● WHAT THIS EXERCISE ASKS
**1.** In the interview transcript, how many times does Kevin Hu say he has applied?
**2.** From the interview transcript, copy the passage that begins at the words "So I think in" and stop after "No kidding.".
**3.** Summarize the interview transcript in two sentences.

● QUOTED PASSAGE
- - -

So I think in both cases it’s knowing the founders had an amazing taste for when they were onto something. And then when they should put the pedal to the metal. For us, it was similar. We did pivot around quite a bit and it was painful for sure. It was very painful. We were lucky to have that support of amazing investors and colleagues. So that finally, when we’re solving a problem, which we feel has some meat to it, data observability, we know that the product we have solves a real customer problem and we know how to reach those customers. And the goal is, how do we bring data observability to 10,000 companies as fast as possible?

Jon Krohn: 00:42:55

Cool, that is amazing. So yeah, it sounds like YCombinator was a hugely valuable experience. So did you apply while you were still in your PhD or was that shortly after?

Kevin Hu: 00:43:09

I’ve applied four times.

Jon Krohn: 00:43:12

No kidding.

Kevin Hu: 00:43:14

At first I thought that was a lot, but I’ve talked the people who have applied [inaudible 00:43:18] to 10 times.

Jon Krohn: 00:43:20

Right, right, right.

Kevin Hu: 00:43:21

So it was, shortly after the PhD. And finally, I think we were on something and we’re committed full time to it and we were able to get in.

Jon Krohn: 00:43:32

Super cool. And so that was in the winter of 2020. So I guess everything was remote?

- - -

● Collected data entries
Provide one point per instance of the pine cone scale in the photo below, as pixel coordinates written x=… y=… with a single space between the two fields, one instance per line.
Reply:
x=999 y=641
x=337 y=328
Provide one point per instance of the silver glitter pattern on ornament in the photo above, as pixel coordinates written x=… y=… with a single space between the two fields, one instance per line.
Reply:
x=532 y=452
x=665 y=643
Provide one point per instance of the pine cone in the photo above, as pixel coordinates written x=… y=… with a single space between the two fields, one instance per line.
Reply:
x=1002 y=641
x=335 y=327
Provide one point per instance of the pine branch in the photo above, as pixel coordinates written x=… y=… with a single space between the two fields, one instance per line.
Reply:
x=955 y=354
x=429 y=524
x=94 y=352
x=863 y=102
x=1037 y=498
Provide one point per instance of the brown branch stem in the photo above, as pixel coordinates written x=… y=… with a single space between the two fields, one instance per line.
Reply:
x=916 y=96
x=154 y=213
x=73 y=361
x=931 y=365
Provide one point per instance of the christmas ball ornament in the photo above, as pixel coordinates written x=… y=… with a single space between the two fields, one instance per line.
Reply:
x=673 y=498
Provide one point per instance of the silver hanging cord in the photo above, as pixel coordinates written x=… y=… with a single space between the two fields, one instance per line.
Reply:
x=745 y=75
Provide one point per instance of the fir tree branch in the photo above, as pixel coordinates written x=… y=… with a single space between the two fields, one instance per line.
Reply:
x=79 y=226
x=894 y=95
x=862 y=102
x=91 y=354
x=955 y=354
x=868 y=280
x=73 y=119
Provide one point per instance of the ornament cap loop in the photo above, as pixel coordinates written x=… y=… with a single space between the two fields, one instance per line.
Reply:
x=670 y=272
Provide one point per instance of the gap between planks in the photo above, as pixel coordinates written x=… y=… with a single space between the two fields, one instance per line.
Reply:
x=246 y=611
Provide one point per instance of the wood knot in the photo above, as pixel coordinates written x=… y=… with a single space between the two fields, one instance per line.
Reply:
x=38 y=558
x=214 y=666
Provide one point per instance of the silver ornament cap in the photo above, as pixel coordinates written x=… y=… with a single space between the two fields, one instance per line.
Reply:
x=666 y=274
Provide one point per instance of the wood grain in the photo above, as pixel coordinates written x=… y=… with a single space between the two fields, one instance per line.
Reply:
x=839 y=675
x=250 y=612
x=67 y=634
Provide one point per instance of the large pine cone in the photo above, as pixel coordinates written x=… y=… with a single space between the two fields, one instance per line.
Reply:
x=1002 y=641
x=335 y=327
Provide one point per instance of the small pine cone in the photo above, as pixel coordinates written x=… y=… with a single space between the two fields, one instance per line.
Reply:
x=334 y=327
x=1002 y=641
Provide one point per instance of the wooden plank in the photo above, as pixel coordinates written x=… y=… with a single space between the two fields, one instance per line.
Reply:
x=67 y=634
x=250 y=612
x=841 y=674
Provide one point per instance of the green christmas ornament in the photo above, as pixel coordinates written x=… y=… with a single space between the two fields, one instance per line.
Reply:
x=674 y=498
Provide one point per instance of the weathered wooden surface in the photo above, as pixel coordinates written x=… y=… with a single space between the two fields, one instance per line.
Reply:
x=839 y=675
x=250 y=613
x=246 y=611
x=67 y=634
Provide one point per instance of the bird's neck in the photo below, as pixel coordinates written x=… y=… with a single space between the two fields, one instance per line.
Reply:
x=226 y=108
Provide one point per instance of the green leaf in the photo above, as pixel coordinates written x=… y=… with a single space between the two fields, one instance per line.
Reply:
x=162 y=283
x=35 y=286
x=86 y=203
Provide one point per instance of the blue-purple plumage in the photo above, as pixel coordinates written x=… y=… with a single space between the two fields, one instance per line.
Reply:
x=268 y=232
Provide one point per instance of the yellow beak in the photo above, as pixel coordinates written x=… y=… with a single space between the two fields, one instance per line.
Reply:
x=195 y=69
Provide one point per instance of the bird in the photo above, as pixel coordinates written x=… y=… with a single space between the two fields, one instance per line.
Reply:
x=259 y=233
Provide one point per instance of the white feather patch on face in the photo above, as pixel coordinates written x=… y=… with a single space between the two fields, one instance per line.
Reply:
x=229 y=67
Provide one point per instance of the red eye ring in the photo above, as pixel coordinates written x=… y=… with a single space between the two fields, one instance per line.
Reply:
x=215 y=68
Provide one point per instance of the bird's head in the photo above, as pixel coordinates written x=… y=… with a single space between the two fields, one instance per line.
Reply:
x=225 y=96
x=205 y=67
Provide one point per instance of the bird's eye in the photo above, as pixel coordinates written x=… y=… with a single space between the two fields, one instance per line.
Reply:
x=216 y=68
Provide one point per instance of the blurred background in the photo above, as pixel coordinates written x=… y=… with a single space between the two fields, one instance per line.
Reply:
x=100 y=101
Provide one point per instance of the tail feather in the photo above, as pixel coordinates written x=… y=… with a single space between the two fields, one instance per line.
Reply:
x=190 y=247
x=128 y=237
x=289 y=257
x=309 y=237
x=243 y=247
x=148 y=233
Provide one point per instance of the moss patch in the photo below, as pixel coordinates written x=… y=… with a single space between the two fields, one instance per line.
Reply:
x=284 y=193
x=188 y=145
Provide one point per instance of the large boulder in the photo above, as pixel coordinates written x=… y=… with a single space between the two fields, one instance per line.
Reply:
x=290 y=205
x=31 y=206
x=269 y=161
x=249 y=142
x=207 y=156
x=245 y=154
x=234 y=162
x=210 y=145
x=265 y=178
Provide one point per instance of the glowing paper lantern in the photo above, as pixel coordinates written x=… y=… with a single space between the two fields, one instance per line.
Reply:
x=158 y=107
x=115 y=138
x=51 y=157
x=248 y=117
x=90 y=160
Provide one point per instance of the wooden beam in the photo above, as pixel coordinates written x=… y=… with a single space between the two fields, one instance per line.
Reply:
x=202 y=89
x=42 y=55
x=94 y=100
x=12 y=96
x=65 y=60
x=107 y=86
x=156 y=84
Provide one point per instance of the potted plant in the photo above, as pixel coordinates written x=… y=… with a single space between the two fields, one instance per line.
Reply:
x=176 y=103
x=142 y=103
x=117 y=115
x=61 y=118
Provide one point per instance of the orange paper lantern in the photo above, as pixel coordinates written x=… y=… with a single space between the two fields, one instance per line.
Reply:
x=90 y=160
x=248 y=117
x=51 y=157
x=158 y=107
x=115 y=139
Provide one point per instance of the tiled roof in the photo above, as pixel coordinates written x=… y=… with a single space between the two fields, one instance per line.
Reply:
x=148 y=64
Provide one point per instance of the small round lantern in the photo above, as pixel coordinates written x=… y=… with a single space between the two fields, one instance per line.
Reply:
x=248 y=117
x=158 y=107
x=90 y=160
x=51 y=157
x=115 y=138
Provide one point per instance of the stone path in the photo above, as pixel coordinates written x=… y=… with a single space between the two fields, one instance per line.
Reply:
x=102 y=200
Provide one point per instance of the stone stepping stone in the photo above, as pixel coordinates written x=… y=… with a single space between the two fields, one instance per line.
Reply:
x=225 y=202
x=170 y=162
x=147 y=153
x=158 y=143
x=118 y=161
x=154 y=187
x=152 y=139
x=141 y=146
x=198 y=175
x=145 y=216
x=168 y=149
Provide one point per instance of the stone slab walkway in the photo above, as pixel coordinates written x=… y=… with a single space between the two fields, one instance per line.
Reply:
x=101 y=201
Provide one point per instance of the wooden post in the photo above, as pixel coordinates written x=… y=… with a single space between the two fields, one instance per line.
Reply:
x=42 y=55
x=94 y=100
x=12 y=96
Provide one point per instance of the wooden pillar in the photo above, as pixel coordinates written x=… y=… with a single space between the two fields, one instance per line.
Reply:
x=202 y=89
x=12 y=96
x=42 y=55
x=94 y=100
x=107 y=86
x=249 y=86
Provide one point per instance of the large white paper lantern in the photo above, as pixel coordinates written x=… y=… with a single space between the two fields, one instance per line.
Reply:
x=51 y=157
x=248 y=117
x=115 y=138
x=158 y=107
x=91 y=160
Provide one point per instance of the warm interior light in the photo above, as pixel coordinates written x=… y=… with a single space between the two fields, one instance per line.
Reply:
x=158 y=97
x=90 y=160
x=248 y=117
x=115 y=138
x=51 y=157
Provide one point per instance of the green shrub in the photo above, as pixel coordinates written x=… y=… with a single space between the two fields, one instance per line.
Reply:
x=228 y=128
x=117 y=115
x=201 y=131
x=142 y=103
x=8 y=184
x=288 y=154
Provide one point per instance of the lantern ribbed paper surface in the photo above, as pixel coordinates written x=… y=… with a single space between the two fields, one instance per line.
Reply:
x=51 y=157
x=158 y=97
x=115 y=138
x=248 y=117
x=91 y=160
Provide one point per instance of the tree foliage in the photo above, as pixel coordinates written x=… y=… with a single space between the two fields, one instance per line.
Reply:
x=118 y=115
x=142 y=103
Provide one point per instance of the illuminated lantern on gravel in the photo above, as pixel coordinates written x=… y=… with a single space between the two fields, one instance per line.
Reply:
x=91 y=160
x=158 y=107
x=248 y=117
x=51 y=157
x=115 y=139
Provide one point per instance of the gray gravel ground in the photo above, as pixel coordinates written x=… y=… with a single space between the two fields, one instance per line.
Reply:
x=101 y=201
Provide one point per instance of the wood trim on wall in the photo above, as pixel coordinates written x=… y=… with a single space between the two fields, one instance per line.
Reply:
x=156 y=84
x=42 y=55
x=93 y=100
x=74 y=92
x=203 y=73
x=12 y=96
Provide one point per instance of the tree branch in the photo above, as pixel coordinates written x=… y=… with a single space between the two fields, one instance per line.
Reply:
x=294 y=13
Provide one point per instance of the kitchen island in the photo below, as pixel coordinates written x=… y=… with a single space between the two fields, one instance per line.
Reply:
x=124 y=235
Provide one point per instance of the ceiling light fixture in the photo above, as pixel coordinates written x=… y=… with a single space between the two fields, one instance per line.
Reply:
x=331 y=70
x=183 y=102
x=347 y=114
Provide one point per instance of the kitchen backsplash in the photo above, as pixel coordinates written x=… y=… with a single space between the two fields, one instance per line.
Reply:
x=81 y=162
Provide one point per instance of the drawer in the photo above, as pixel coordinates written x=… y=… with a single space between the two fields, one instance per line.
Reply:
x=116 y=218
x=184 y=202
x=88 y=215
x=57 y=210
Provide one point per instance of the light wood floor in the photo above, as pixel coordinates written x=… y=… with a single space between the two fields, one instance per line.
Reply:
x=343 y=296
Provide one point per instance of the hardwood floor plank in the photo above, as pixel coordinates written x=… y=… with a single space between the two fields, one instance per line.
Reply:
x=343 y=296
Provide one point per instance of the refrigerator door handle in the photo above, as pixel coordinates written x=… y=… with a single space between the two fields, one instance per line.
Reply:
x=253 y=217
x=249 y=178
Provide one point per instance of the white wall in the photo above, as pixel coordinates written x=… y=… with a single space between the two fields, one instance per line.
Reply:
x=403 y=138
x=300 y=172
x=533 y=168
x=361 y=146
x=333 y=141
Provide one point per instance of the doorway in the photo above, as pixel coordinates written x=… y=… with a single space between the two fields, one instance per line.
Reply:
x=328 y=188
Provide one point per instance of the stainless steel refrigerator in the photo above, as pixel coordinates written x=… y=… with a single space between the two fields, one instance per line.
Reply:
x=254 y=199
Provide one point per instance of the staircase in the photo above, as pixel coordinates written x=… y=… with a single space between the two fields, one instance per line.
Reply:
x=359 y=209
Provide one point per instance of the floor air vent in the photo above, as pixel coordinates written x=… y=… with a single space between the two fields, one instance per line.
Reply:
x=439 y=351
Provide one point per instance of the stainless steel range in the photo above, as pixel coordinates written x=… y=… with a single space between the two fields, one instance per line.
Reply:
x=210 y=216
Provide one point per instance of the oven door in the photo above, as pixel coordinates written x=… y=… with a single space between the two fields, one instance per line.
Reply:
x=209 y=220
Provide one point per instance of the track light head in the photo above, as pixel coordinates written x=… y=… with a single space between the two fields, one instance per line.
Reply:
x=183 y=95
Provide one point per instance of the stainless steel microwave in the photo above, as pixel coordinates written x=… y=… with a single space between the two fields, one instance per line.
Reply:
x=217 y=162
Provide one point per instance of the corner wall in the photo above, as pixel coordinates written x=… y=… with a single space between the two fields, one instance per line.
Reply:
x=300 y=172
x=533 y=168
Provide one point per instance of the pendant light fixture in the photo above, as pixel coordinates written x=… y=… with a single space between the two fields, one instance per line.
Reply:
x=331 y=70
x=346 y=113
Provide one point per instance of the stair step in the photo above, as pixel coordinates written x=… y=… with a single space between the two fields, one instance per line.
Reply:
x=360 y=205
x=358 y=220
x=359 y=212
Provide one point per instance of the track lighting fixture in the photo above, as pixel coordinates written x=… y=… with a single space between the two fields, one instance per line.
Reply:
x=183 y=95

- - -

● SOLUTIONS IN ORDER
**1.** Four times.

**2.**
So I think in both cases it’s knowing the founders had an amazing taste for when they were onto something. And then when they should put the pedal to the metal. For us, it was similar. We did pivot around quite a bit and it was painful for sure. It was very painful. We were lucky to have that support of amazing investors and colleagues. So that finally, when we’re solving a problem, which we feel has some meat to it, data observability, we know that the product we have solves a real customer problem and we know how to reach those customers. And the goal is, how do we bring data observability to 10,000 companies as fast as possible?

Jon Krohn: 00:42:55

Cool, that is amazing. So yeah, it sounds like YCombinator was a hugely valuable experience. So did you apply while you were still in your PhD or was that shortly after?

Kevin Hu: 00:43:09

I’ve applied four times.

Jon Krohn: 00:43:12

No kidding.

**3.** Kevin Hu says his team pivoted quite a bit, which was painful, and that it now works on data observability with the goal of bringing it to 10,000 companies as fast as possible. He tells Jon Krohn he applied to YCombinator four times and got in shortly after his PhD, with the team committed full time.